> Task directions: In the forum thread, what does projektorboy suggest the digital signature is probably tied to?

# A question



## zakky12 (Oct 17, 2011)

Is/would/will it be possible to completely replace stock recovery with bootstrap? Wouldn't that be nice?

I know you'll probably say "can't. Locked boot loader." But damn. How convenient it would it be to have that.

Sent from my DROID BIONIC using Tapatalk 2


----------



## INt_Rnd_Pooka (Jun 7, 2011)

zakky12 said:


> Is/would/will it be possible to completely replace stock recovery with bootstrap? Wouldn't that be nice?
> 
> I know you'll probably say "can't. Locked boot loader." But damn. How convenient it would it be to have that.
> 
> Sent from my DROID BIONIC using Tapatalk 2


You answered your own question in the 2nd paragraph


----------



## zakky12 (Oct 17, 2011)

INt_Rnd_Pooka said:


> You answered your own question in the 2nd paragraph


Figured.

I was holding for a "hell yeah this is how"
Haha

Sent from my DROID BIONIC using Tapatalk 2


----------



## projektorboy (Nov 11, 2011)

I'm surprised that there hasn't been some method discovered where the digital signature of a system image file can be spoofed, and then flashed in with RSD Lite. Then again, the signature is probably tied to the MD5 of the file being flashed, and thus would be nearly impossible to fake.


----------



## silvernirvash (May 9, 2012)

Isn't safe boot recovery the work around? I mean bootstrap can only be opened up via the bootstrap app correct? At least safe strap has a splash menu on boot to help.

Sent from my XT875 using Tapatalk 2


----------



## poontab (Jun 7, 2011)

Moved to general. Please use development subforums for releases only.


----------

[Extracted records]
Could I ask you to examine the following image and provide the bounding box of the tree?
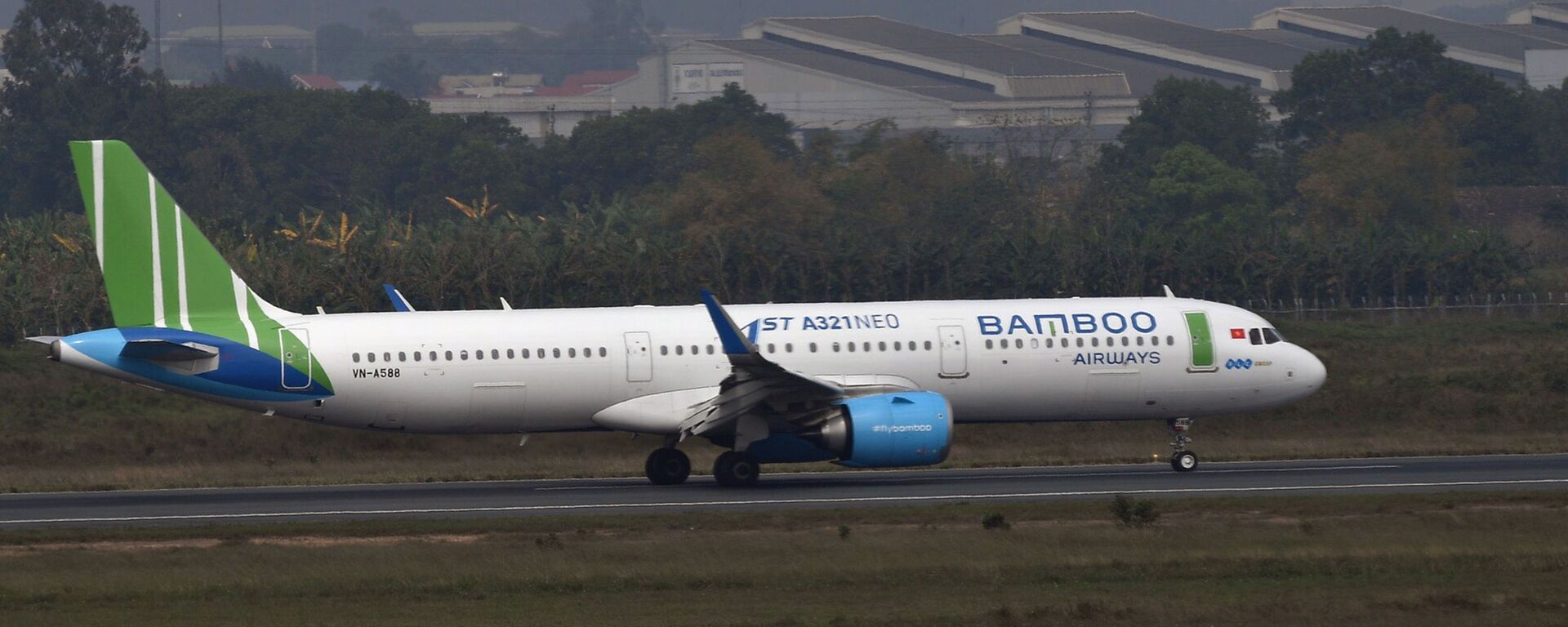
[1273,29,1530,185]
[1298,108,1474,232]
[370,51,439,99]
[1102,78,1268,167]
[0,0,154,208]
[213,56,293,89]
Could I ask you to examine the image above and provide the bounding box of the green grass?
[0,320,1568,491]
[0,492,1568,625]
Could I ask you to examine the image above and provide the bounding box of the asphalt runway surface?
[0,455,1568,530]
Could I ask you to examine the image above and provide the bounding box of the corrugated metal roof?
[768,16,1111,77]
[1030,11,1311,70]
[701,39,1007,102]
[969,34,1268,97]
[1278,7,1563,61]
[1223,29,1355,51]
[1486,24,1568,44]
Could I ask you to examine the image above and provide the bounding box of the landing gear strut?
[643,448,692,486]
[714,451,762,486]
[1165,419,1198,472]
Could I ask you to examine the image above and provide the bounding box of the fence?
[1231,291,1568,324]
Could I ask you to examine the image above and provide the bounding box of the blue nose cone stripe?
[63,326,332,402]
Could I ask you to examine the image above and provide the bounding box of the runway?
[0,455,1568,530]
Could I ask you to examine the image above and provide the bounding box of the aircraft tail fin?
[70,140,295,348]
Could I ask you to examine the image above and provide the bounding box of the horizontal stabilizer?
[119,339,218,362]
[381,284,416,312]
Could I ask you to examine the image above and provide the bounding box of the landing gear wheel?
[643,448,692,486]
[714,451,762,486]
[1165,419,1198,472]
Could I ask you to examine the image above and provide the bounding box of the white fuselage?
[208,298,1325,434]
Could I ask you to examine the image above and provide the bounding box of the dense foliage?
[0,0,1548,337]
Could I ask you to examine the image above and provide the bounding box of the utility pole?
[310,0,322,73]
[218,0,229,68]
[152,0,163,70]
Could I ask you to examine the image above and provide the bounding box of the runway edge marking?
[9,478,1568,525]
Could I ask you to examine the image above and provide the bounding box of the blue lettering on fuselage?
[975,312,1156,336]
[745,314,900,337]
[1072,351,1160,365]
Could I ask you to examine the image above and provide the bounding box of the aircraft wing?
[680,290,845,439]
[119,339,218,362]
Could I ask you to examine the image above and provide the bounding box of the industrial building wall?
[607,44,955,128]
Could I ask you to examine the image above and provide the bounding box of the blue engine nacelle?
[813,392,953,469]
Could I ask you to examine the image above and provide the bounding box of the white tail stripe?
[229,269,261,348]
[92,140,104,271]
[147,172,169,326]
[174,206,191,331]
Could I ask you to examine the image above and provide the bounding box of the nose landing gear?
[1165,419,1198,472]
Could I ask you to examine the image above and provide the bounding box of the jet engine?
[804,392,953,469]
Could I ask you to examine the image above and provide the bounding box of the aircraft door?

> Exercise answer: The MD5 of the file being flashed.